* **Items from a data source**
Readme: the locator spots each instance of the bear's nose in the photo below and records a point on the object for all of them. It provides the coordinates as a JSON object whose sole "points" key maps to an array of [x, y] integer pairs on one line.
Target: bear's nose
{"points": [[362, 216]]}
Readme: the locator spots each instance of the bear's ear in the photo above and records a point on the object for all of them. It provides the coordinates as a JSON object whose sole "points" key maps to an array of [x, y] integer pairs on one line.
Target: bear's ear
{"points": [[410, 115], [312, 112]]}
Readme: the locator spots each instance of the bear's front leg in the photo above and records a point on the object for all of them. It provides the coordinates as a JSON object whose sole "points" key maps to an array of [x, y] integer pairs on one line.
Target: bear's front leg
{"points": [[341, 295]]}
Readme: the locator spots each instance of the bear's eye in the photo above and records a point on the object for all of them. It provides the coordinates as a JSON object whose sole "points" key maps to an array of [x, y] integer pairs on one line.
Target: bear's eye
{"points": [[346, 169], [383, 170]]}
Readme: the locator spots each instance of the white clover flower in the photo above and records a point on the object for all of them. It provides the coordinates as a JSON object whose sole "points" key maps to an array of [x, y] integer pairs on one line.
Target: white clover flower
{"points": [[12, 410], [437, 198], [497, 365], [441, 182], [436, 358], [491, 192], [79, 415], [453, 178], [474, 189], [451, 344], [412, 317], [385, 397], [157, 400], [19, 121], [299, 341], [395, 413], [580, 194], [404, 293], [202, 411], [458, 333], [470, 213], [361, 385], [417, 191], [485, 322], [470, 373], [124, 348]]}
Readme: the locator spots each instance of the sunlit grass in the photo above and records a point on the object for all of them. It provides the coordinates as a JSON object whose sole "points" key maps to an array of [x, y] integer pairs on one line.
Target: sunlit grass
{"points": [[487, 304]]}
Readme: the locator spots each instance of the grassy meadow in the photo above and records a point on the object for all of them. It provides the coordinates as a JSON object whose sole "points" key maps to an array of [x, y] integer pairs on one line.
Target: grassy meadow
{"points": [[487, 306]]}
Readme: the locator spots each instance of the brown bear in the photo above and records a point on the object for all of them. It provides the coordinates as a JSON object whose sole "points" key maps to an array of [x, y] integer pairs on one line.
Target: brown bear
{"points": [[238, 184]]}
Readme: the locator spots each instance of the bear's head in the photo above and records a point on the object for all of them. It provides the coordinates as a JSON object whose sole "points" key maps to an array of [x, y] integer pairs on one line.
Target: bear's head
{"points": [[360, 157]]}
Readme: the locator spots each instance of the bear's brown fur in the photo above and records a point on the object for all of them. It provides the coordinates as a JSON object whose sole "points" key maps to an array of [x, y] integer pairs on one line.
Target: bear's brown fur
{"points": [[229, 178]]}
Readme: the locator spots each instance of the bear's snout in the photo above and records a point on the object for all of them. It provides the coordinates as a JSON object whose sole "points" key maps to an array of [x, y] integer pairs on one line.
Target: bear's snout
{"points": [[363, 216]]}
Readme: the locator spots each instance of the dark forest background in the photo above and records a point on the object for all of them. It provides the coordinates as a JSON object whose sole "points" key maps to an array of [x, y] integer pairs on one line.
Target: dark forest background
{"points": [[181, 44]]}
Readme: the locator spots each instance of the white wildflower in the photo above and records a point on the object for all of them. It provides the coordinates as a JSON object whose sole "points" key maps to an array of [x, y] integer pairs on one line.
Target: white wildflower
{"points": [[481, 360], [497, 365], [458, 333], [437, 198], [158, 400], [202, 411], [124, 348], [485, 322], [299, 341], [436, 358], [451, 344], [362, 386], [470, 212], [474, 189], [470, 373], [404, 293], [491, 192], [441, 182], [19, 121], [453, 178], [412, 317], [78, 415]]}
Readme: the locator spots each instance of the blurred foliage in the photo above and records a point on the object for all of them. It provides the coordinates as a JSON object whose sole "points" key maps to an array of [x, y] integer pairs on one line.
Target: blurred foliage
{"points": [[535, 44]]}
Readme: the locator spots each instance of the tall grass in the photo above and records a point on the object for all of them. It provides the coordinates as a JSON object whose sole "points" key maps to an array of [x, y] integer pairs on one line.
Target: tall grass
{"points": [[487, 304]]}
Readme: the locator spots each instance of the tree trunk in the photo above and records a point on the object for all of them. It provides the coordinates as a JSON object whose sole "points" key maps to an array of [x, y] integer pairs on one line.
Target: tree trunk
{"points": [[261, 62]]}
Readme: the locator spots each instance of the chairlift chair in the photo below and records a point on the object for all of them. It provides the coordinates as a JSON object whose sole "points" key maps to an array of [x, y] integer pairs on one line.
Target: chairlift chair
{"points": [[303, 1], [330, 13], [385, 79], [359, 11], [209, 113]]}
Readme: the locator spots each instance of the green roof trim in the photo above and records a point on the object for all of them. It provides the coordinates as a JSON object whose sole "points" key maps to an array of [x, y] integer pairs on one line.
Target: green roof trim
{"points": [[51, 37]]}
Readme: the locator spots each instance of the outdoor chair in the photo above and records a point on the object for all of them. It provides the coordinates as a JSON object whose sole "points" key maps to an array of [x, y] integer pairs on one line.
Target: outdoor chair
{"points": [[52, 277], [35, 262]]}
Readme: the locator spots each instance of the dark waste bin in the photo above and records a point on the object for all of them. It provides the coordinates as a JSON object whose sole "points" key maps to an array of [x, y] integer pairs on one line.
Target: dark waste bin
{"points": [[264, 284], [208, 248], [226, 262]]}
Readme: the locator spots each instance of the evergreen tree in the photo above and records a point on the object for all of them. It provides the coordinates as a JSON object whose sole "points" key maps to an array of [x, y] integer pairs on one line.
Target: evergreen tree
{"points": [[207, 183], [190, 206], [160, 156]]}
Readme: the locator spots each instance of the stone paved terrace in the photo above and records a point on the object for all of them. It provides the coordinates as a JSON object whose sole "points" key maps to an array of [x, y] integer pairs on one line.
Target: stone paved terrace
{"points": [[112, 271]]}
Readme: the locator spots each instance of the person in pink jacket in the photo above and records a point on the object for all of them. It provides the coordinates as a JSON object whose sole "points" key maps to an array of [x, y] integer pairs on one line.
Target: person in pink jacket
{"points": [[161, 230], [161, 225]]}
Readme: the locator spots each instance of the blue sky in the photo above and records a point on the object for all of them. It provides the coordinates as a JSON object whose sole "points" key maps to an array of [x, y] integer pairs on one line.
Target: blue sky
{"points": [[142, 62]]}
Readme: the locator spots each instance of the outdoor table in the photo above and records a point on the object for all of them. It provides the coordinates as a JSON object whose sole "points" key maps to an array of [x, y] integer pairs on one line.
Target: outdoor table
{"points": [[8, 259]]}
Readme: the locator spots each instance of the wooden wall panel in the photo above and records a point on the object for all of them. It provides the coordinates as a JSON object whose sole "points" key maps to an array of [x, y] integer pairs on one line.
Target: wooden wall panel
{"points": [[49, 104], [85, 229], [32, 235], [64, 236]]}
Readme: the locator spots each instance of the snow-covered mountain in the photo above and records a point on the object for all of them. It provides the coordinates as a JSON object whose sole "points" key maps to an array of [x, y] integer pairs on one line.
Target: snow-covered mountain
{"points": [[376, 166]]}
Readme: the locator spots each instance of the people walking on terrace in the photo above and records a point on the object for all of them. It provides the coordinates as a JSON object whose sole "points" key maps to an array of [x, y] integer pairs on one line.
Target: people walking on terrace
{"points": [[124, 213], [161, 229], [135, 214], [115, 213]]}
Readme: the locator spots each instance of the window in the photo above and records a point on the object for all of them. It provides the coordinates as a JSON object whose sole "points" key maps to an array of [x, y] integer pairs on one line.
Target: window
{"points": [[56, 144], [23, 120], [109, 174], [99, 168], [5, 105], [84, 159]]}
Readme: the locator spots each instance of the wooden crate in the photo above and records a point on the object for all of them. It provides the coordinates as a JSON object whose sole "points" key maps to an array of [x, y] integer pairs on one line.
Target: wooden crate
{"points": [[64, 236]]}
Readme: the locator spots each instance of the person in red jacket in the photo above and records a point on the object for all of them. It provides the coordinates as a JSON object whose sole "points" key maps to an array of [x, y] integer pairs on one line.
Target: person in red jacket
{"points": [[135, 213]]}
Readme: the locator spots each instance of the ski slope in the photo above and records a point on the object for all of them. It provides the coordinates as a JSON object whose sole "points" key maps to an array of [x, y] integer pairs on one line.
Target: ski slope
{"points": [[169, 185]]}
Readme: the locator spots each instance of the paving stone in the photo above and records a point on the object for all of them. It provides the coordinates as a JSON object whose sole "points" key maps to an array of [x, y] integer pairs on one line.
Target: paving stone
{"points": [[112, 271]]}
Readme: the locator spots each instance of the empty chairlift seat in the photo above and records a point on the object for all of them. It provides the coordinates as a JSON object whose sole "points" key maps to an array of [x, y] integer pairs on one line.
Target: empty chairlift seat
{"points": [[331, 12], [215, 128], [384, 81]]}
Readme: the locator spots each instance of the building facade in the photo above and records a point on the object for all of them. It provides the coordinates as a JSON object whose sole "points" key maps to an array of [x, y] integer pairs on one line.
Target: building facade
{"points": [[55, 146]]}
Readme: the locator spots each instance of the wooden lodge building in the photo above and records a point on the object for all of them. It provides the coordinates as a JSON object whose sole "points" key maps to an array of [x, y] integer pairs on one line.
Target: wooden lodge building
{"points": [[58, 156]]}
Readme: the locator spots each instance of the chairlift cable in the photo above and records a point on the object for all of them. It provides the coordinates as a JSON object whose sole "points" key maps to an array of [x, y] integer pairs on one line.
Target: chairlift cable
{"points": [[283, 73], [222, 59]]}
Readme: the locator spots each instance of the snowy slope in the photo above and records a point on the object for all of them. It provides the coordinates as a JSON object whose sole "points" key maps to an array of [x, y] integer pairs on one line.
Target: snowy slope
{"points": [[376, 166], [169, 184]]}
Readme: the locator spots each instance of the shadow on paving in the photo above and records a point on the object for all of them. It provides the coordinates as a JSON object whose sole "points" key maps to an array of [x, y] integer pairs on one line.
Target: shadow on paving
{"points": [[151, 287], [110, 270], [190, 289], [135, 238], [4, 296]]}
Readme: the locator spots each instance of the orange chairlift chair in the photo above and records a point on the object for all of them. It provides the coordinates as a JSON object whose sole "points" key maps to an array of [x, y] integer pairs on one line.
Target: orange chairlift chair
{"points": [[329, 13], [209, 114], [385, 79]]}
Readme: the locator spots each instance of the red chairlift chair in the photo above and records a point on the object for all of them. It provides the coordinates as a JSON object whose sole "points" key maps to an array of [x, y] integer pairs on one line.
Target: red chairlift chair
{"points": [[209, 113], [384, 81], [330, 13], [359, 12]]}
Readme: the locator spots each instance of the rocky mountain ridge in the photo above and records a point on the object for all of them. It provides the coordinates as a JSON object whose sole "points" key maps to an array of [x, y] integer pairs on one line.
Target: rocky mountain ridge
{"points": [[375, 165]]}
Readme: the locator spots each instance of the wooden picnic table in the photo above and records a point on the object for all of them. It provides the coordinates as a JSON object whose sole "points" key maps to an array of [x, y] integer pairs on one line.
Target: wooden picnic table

* **Work instruction**
Quote verbatim the line containing "Readme: the locator spots each instance of the wooden picnic" and every line after it through the end of the records above.

* **Finished exercise**
Readme: the locator spots each instance of the wooden picnic table in the photo above and records a point on the object for all of them. It provides the coordinates as a JSON object whose sole "points" key maps to an array of [x, y] integer pairs on one line.
Target: wooden picnic table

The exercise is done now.